### DESCRIPTION OF THE TASK
If a line in the records below contains the word "cloud", copy it out.

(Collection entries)
===
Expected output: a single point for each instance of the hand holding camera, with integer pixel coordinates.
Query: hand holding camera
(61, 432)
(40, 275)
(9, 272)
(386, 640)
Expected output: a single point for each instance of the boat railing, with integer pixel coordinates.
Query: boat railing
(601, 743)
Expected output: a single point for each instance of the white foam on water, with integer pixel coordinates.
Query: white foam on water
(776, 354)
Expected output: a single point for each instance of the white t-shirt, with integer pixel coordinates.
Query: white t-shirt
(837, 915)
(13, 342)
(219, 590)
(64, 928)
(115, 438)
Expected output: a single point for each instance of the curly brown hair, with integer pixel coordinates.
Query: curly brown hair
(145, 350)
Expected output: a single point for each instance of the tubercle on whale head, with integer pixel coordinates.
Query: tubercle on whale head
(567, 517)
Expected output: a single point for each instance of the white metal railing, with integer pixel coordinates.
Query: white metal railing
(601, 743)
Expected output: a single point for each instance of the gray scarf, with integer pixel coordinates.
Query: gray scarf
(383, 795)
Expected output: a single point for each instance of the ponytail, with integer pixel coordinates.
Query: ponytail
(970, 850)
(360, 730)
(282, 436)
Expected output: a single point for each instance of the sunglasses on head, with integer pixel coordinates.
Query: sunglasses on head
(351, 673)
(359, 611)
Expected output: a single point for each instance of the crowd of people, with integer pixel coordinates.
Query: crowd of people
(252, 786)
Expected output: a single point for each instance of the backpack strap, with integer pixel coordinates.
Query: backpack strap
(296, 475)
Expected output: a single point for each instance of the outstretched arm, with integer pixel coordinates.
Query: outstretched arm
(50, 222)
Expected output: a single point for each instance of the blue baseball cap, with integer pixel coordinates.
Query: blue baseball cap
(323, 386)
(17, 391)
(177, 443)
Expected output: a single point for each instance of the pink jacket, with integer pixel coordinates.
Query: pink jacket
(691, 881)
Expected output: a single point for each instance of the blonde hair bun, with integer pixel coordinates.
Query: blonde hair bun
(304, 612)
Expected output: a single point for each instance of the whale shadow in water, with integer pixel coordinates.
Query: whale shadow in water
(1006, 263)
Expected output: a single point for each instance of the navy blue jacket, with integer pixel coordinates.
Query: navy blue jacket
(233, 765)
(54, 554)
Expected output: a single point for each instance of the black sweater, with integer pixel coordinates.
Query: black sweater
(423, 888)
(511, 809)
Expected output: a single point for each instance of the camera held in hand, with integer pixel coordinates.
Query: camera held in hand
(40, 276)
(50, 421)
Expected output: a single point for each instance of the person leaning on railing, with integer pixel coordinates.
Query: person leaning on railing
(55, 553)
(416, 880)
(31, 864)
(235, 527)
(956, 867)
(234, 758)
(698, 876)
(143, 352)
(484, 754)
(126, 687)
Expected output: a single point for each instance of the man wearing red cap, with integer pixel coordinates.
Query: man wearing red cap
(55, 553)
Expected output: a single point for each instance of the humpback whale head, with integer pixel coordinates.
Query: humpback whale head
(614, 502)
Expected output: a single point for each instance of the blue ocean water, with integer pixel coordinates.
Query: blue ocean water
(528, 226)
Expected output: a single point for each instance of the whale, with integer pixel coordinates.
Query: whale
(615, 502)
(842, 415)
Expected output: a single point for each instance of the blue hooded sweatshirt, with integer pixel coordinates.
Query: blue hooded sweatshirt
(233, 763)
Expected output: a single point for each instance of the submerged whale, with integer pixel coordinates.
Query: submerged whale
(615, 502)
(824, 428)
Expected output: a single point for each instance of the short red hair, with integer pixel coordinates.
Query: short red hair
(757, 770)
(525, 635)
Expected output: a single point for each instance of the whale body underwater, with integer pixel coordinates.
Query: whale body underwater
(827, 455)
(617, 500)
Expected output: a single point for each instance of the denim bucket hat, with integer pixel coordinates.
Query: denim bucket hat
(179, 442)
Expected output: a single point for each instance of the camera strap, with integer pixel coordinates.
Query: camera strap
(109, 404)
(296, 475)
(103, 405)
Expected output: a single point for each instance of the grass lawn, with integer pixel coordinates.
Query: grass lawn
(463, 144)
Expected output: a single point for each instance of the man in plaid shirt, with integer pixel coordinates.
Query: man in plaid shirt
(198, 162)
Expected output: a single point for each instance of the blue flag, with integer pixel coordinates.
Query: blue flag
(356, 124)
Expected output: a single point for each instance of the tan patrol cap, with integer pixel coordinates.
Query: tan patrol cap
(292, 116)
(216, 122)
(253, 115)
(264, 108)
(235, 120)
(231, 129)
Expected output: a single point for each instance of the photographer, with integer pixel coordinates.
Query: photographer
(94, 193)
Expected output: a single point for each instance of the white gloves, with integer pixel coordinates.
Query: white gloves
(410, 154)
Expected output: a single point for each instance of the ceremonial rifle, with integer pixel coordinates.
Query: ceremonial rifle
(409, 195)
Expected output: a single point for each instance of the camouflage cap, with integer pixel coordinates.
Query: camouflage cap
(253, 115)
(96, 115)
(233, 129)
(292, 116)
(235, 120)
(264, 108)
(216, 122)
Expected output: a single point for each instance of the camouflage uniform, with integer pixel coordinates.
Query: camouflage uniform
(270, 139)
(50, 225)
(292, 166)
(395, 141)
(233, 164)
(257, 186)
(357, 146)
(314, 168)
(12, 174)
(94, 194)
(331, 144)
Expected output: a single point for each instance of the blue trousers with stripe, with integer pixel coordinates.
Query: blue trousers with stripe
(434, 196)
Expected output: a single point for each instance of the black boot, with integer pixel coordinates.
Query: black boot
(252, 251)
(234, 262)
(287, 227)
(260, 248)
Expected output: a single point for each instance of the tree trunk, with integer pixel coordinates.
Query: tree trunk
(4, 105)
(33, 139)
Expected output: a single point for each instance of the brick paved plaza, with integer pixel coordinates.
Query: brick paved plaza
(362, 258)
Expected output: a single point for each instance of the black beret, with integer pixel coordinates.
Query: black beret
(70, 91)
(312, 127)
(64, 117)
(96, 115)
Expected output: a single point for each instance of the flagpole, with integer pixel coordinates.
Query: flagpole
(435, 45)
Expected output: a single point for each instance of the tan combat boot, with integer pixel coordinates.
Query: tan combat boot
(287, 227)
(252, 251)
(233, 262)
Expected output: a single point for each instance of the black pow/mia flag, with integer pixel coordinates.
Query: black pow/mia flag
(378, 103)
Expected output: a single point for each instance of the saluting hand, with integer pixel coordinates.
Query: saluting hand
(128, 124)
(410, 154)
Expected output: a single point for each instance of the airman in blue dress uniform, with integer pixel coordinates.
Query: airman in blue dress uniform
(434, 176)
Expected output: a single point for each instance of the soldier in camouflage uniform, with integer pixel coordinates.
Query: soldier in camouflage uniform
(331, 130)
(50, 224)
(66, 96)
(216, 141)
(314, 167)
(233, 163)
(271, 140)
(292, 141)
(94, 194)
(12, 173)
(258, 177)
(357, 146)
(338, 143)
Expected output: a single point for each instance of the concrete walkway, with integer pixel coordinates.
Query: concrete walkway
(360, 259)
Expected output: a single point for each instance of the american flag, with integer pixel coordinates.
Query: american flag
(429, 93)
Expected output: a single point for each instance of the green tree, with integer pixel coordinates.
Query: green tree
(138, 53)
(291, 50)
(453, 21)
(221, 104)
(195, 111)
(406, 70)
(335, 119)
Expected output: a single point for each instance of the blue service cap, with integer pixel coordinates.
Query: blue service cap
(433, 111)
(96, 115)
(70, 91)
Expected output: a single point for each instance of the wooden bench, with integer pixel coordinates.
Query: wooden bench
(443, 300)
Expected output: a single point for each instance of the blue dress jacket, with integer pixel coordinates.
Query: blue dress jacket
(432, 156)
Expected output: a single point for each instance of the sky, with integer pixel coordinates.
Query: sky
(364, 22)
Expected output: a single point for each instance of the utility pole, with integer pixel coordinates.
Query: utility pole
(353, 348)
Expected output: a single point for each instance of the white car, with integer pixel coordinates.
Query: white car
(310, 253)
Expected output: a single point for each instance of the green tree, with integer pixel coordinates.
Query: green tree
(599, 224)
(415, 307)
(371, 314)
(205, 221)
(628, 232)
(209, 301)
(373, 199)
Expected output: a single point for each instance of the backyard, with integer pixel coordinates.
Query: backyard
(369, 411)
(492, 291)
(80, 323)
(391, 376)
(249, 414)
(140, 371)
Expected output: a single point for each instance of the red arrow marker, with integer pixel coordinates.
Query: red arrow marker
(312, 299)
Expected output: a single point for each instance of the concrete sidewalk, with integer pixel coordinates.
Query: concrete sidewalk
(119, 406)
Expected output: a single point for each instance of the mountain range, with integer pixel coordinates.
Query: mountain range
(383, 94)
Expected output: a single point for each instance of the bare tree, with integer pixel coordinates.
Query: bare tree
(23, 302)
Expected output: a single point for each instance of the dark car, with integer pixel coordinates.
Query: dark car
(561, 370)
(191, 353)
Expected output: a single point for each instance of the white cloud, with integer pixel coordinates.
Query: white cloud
===
### REPLY
Expected output: a single point for each instance of the white cloud, with integer pixel coordinates.
Query: white cloud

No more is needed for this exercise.